=== Task requirements ===
In the infant sleep passage below, copy the text between "ugh... do i" and "seen our schedule??", inclusive.

=== Source passage ===
DH bought some infant rice cereal, and we talked about putting it in his bottle at night... i just wonder.. is he waking because when he cycles out of that deep sleep he feels hungry? is he sad he''s alone? in his crib? is his reflux making his tummy hurt and eating makes him feel better? is he gassy? the list goes on and on. i think he''s generally a very ''sensitive fellow'' that probably can''t push past any type of discomfort. ugh... i just don''t know... we are waiting for the prevacid to kick back in... hoping this will ''do the trick''. our pedi did say that the antibiotic he is on for his ear infection could upset his stomach... but i also think it can''t ALWAYS be something.. he HAS to learn how to sleep.. and i want to teach him in a ''good association'' way....

ugh... do i even make sense anymore? i''m going on one brain cell and caffeine.

i hope asking for some dust doesn''t jinx anything, as this is all just exploratory buuuuuutttt i have a phone interview/conversation with a company that is literally walking distance from my house tonight- i realllllyyy want this to work out. they didn''t have any job postings, i just sort of got a little ballsy and solicited them, so i don''t know if they have anything for me... but a call back phone interview is promising right???

anyhoo, so what are your thoughts now that you''ve seen our schedule??
try to increase the time between feedings?? rice cereal? bigger issue to why he can''t sleep in longer stretches??
 

fieryred33143

Ideal_Rock
Joined
May 18, 2008
Messages
6,689
Date: 3/17/2010 10:43:38 PM
Author: mtjoya
Pandora II & Phoneix-Currently, I am breast-feeding and occasionally supp with Enfamil Lipil Formula. I do know that I am producing quite a bit. She was born weighing 6lbs. 7ounces. At her monthly appointment she weighed 9lbs. 1 ounce! She grabs at my nipple like I have been starving her! She is a little pitbulll! LOL..But I am hoping that she will sleep thru the night. She has been feeding every 2.5-3 hours. For the past two nights she ACTUALLY slept 4 hours. I am hoping that she continues this streak because mommy is tired!

=== Data extracts ===
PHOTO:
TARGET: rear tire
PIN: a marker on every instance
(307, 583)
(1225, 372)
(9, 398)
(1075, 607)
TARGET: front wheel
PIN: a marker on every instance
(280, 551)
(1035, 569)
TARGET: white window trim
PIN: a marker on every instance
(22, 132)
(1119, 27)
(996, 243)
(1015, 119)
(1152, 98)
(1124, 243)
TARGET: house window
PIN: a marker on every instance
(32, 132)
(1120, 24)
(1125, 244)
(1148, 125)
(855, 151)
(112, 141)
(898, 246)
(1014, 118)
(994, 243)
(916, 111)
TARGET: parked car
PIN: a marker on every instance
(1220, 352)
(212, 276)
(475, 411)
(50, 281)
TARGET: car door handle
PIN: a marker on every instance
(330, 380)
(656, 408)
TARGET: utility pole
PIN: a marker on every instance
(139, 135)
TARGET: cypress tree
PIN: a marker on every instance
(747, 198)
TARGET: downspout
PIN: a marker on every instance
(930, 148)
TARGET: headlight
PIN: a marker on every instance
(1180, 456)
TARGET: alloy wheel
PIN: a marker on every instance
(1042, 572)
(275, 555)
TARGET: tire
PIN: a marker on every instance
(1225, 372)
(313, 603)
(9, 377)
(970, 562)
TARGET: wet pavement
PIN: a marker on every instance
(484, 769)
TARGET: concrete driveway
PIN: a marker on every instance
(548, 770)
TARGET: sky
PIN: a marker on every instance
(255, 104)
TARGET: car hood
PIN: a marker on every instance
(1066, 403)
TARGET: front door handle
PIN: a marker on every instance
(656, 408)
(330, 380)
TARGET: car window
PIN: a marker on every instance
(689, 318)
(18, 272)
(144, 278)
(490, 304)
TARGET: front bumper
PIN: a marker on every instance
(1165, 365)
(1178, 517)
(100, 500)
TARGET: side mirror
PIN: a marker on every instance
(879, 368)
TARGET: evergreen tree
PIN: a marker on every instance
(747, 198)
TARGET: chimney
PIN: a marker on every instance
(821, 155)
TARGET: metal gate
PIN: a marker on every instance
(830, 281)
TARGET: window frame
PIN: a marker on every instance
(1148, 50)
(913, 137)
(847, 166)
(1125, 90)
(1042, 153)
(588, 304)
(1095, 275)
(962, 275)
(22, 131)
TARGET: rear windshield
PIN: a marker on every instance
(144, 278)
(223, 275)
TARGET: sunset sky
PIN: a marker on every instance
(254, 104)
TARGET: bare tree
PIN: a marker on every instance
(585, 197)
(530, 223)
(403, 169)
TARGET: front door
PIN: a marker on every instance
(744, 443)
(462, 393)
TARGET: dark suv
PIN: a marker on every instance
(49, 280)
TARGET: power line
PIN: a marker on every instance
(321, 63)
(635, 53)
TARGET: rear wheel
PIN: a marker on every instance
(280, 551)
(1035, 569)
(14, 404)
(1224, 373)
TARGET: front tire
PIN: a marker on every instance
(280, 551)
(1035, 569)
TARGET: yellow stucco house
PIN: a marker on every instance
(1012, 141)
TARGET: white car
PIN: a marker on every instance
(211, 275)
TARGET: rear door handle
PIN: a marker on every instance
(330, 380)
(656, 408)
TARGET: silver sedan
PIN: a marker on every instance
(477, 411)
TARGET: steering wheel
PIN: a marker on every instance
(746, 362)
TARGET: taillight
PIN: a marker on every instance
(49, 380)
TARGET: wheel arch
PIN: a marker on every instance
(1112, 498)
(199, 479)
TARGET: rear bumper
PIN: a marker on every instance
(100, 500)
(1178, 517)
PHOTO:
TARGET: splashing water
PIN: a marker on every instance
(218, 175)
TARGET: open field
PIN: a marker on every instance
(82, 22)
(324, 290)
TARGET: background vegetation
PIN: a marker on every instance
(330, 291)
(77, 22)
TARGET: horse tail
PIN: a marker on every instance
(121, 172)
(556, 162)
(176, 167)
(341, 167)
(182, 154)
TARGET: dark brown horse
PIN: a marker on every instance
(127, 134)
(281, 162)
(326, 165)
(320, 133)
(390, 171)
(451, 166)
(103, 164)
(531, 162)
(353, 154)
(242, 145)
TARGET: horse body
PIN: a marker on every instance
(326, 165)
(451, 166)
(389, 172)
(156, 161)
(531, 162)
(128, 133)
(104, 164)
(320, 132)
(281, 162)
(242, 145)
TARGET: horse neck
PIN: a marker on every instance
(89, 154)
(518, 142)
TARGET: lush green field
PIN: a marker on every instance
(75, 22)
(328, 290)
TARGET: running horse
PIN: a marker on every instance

=== Output below ===
ugh... do i even make sense anymore? i''m going on one brain cell and caffeine.

i hope asking for some dust doesn''t jinx anything, as this is all just exploratory buuuuuutttt i have a phone interview/conversation with a company that is literally walking distance from my house tonight- i realllllyyy want this to work out. they didn''t have any job postings, i just sort of got a little ballsy and solicited them, so i don''t know if they have anything for me... but a call back phone interview is promising right???

anyhoo, so what are your thoughts now that you''ve seen our schedule??